§ **EXCERPT**
Evolution: a different view with loss of traits; not Behe (Introduction)

by dhw, Tuesday, September 15, 2020, 12:01 (15 days ago) @ David Turell

DAVID: You are struggling with the concept presented by Behe. He starts his book by presenting the polar bear who is closely related to the grizzly and the black bears, and evolved away by degrading two key genes. The field is changing. Time will tell you to support Behe or not.

dhw: I would not regard differences between bears as proof that speciation in the broad sense (e.g. bears versus cats) is always caused by loss of genes. These bears live in different environments, which suggests to me adaptation, with a loss of genes that would not be needed for their environment. But if your interpretation of Behe’s theory is correct, and he says all speciation results from loss of genes, yes, let’s see whether time and science support him.

DAVID: The bears are just one example. I can't repeat the entire book here. I gave one example of many.

§ **WORK TO COMPLETE**
a: In the exchange, how did the polar bear evolve away from the grizzly and black bears?
b: Summarize the exchange in two sentences.
The data is separate material with no connection to the exchange.

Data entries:
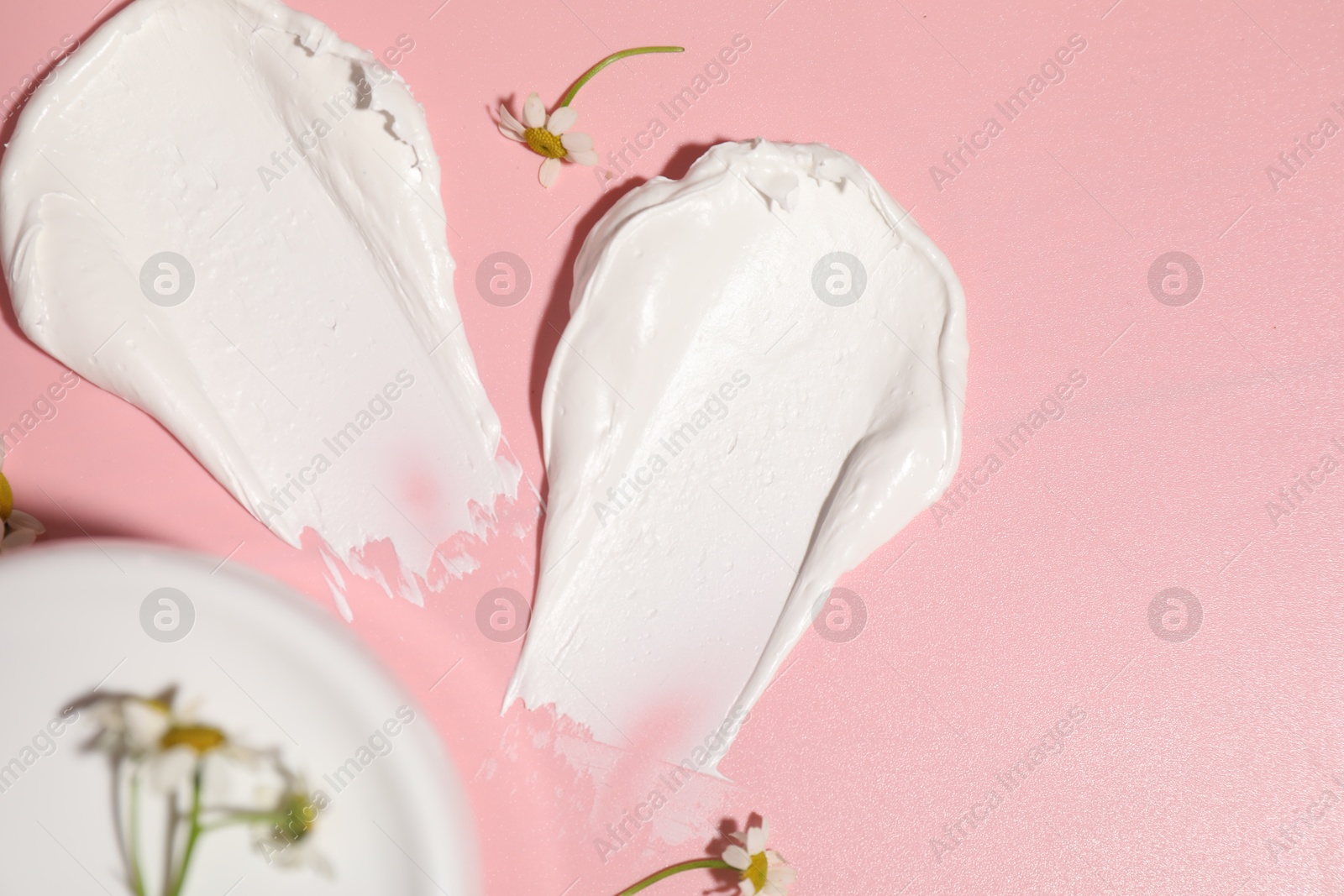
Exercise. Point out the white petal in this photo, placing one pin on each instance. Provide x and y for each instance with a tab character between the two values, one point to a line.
550	170
575	141
534	113
510	121
170	768
737	857
562	120
145	725
20	520
756	840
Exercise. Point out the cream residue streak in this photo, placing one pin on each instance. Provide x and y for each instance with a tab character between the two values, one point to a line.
726	434
318	367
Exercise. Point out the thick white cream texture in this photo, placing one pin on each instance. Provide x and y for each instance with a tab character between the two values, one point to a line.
297	179
680	570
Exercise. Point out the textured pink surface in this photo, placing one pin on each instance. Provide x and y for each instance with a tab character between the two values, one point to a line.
1211	765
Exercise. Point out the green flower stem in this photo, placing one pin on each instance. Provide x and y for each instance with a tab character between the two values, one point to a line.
615	56
192	835
674	869
138	880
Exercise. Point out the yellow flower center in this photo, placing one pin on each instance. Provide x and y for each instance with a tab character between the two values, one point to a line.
756	872
199	738
543	143
6	499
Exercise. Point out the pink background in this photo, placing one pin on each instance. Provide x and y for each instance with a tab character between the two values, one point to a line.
983	631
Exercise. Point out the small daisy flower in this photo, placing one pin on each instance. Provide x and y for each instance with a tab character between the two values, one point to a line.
289	839
549	136
763	871
553	136
19	530
131	727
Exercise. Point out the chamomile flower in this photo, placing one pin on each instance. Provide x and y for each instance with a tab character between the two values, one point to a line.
763	871
553	136
18	530
549	136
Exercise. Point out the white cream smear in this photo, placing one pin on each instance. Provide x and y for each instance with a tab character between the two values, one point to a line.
228	217
759	385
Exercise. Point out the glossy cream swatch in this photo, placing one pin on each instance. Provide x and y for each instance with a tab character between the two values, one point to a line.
759	385
228	217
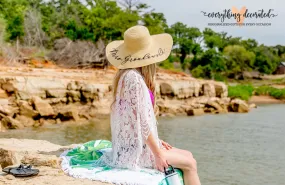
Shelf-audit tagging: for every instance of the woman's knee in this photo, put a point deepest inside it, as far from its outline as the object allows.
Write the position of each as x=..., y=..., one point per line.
x=191, y=163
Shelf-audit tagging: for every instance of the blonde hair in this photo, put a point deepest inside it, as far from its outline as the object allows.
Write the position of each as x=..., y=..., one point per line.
x=148, y=72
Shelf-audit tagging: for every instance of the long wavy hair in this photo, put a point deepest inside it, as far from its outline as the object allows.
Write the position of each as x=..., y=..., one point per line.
x=148, y=72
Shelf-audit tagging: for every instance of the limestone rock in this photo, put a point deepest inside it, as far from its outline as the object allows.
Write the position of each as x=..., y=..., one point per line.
x=53, y=101
x=209, y=89
x=27, y=87
x=95, y=88
x=195, y=112
x=3, y=93
x=168, y=106
x=54, y=93
x=69, y=112
x=238, y=105
x=43, y=107
x=10, y=123
x=8, y=86
x=75, y=95
x=72, y=86
x=26, y=121
x=4, y=102
x=8, y=110
x=27, y=110
x=221, y=89
x=100, y=109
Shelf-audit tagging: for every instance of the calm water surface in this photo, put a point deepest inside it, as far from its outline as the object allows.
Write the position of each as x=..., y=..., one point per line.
x=231, y=149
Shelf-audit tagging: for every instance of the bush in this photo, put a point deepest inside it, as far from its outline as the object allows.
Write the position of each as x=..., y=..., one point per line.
x=220, y=77
x=271, y=91
x=166, y=64
x=243, y=92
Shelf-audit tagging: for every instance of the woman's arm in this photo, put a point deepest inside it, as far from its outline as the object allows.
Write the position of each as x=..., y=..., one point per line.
x=160, y=160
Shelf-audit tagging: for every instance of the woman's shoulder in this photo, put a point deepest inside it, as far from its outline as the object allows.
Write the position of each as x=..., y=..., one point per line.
x=133, y=75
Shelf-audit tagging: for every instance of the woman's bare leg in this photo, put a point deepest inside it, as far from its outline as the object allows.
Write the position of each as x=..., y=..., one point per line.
x=184, y=160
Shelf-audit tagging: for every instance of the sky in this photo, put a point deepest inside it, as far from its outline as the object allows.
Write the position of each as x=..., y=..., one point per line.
x=189, y=13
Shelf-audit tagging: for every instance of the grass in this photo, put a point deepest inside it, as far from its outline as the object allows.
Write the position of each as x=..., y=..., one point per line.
x=246, y=91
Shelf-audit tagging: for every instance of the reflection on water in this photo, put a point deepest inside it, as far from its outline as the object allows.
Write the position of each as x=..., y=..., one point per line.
x=65, y=134
x=231, y=149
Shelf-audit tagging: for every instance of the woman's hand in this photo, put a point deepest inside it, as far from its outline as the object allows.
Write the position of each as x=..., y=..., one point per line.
x=160, y=161
x=166, y=145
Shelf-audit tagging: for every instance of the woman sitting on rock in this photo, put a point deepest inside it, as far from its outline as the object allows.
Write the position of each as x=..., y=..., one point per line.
x=135, y=142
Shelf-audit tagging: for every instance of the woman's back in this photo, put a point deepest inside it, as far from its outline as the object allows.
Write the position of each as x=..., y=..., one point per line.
x=132, y=120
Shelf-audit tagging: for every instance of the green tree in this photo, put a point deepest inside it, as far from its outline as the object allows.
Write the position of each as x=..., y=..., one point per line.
x=186, y=39
x=266, y=61
x=238, y=60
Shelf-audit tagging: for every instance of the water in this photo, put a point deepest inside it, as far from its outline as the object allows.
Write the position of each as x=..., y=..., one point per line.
x=231, y=149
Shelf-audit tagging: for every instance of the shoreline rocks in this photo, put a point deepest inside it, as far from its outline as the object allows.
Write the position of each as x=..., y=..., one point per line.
x=28, y=99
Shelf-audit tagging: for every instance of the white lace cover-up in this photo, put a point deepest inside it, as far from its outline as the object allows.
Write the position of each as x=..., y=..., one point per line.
x=132, y=120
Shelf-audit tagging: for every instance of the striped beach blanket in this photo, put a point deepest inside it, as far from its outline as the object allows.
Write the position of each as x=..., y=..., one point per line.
x=81, y=162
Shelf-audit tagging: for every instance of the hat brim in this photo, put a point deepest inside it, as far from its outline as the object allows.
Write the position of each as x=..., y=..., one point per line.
x=122, y=57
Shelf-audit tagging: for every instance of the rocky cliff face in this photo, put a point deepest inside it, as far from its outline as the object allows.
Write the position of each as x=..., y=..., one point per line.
x=33, y=97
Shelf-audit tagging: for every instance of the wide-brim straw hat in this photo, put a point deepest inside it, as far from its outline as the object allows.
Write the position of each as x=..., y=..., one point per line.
x=139, y=48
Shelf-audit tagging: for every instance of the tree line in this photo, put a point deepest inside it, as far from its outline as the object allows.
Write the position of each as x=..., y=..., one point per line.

§ **ANSWERS TO EACH TASK**
a: By degrading two key genes.

b: David says Behe's book opens with the polar bear, which is closely related to the grizzly and black bears and evolved away from them by degrading two key genes, and he calls the bears one example of many. dhw replies that differences between bears living in different environments suggest adaptation and do not prove that speciation is always caused by loss of genes, though he agrees to see whether time and science support Behe.